◆ WORK INSTRUCTIONS:
After finding the line that includes "Would you mind spotting the gray suit" in the records below, transcribe it and each line after it through the last, exactly, and add nothing.

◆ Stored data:

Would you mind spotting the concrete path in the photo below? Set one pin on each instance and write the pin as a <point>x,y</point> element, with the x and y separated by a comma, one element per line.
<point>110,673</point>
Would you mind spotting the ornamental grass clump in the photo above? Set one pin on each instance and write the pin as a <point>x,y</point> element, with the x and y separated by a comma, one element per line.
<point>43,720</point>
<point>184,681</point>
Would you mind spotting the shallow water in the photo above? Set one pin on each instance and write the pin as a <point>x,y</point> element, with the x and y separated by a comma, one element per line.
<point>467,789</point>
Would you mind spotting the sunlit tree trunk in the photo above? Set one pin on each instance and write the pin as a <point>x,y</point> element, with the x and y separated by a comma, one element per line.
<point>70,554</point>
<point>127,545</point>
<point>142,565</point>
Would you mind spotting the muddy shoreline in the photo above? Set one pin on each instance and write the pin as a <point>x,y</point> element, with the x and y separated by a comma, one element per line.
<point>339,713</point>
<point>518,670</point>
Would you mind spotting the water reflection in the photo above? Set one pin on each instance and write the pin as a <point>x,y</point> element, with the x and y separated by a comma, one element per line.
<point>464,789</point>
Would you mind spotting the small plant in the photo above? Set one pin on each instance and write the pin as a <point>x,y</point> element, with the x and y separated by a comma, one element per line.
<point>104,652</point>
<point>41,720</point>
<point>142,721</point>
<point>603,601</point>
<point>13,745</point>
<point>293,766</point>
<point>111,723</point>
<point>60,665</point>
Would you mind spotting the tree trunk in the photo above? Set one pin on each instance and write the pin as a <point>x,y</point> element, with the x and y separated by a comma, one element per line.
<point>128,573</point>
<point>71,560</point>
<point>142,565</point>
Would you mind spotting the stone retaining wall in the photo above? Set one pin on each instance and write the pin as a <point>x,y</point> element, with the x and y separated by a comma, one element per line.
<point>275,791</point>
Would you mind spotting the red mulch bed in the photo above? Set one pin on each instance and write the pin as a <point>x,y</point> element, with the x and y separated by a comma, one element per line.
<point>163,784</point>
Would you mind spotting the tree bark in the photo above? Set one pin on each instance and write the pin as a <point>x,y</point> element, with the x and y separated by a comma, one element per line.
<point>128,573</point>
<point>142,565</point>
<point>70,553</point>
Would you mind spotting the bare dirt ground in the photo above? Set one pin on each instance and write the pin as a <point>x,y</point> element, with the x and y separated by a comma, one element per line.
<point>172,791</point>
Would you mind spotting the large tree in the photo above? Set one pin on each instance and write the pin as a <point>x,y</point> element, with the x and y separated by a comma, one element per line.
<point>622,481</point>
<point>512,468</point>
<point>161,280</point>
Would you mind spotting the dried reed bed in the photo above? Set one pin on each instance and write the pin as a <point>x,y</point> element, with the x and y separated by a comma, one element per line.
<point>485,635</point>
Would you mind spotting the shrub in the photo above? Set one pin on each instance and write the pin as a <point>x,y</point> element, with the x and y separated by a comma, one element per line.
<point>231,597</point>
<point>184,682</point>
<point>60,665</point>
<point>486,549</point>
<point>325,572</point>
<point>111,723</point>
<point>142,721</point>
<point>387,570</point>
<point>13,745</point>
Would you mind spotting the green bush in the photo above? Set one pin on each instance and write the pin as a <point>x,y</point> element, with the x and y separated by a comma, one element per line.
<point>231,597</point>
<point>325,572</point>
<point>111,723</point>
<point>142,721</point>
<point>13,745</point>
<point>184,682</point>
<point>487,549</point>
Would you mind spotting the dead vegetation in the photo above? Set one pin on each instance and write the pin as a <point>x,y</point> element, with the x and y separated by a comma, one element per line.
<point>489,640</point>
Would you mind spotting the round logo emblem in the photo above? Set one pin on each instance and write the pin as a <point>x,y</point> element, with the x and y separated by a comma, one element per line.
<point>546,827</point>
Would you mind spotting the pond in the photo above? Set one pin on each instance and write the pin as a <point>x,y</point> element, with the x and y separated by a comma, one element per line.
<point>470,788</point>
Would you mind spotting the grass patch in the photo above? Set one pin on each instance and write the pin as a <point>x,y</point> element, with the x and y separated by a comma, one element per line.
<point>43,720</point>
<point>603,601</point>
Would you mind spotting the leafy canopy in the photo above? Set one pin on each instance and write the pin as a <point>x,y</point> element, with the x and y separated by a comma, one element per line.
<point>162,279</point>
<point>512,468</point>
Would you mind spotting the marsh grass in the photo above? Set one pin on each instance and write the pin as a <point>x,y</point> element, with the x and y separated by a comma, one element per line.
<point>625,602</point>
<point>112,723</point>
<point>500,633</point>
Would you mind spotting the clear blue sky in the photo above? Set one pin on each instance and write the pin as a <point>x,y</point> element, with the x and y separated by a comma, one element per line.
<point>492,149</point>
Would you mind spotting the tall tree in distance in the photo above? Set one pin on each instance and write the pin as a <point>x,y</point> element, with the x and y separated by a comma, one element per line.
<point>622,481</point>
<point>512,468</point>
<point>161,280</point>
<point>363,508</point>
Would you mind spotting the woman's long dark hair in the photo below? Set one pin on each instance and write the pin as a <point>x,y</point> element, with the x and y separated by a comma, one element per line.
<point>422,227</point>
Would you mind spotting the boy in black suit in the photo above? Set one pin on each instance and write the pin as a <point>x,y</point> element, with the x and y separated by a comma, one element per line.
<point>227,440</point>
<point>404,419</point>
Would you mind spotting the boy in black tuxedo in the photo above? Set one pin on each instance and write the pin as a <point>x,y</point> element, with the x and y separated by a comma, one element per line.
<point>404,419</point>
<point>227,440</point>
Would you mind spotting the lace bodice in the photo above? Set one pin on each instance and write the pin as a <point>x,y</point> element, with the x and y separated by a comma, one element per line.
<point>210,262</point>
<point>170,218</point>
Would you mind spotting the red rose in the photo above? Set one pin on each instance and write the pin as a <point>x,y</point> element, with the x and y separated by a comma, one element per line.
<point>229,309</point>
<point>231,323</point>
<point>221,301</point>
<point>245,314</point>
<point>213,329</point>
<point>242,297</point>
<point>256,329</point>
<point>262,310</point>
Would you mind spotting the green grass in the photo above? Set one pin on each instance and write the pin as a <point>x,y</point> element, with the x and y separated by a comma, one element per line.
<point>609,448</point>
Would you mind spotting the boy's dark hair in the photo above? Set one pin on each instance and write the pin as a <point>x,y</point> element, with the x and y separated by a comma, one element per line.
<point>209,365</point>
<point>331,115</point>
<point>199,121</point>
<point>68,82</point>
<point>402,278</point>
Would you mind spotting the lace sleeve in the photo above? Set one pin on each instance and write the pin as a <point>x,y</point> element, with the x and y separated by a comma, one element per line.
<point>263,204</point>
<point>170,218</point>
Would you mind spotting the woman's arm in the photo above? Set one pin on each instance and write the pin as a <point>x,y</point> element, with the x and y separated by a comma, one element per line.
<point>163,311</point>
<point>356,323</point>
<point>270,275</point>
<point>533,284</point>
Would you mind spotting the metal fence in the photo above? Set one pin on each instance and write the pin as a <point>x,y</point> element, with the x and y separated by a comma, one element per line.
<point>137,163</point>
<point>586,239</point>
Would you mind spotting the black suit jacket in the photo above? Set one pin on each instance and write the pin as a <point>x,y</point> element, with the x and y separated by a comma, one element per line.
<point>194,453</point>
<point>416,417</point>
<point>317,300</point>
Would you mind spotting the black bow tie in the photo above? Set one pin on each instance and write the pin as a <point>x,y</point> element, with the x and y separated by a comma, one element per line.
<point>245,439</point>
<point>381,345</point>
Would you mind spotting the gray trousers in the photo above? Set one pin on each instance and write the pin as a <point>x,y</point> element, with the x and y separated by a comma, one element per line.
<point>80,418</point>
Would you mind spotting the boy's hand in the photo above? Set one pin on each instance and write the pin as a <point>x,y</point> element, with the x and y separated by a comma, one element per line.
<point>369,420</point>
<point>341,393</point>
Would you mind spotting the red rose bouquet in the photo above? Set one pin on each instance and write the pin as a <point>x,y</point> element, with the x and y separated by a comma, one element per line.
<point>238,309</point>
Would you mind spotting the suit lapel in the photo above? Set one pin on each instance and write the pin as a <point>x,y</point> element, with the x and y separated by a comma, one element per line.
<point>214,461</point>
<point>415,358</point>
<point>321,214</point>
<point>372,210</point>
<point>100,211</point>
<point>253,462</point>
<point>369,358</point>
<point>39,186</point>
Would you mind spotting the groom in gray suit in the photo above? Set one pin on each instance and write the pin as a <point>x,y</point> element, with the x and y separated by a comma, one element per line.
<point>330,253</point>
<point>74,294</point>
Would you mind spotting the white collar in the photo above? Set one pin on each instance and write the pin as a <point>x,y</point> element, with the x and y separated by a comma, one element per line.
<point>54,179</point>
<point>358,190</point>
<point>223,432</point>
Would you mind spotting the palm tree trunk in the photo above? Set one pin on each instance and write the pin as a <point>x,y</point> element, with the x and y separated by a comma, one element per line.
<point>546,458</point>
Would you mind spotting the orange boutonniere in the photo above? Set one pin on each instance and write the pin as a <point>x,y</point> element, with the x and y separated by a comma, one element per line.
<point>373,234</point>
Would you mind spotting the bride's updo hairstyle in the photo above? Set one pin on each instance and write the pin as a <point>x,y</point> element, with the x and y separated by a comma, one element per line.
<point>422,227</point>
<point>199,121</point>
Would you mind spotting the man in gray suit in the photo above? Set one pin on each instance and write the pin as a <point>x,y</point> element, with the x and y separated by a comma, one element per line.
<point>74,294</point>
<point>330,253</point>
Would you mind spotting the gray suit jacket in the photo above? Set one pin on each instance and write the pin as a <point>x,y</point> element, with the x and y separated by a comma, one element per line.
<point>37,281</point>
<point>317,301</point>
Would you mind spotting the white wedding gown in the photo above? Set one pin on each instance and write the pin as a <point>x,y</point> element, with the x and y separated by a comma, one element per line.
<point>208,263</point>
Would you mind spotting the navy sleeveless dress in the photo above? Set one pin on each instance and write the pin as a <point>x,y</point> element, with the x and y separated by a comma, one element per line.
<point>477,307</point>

◆ EXERCISE ANSWER:
Would you mind spotting the gray suit jacket in the photo above? Set one pin on each instance and write the pin as a <point>x,y</point> element, with the x and y separated by a comma, one element per line.
<point>37,281</point>
<point>317,301</point>
Would you mind spotting the white wedding gown in the photo above? Set one pin on each instance and write the pin as a <point>x,y</point> element, with the x and y separated by a comma, one element per line.
<point>208,263</point>
Would you mind spotting the navy sleeveless dress in the photo above? Set one pin on each instance and write the pin as a <point>x,y</point> element, with the x and y separated by a comma, one element per line.
<point>477,307</point>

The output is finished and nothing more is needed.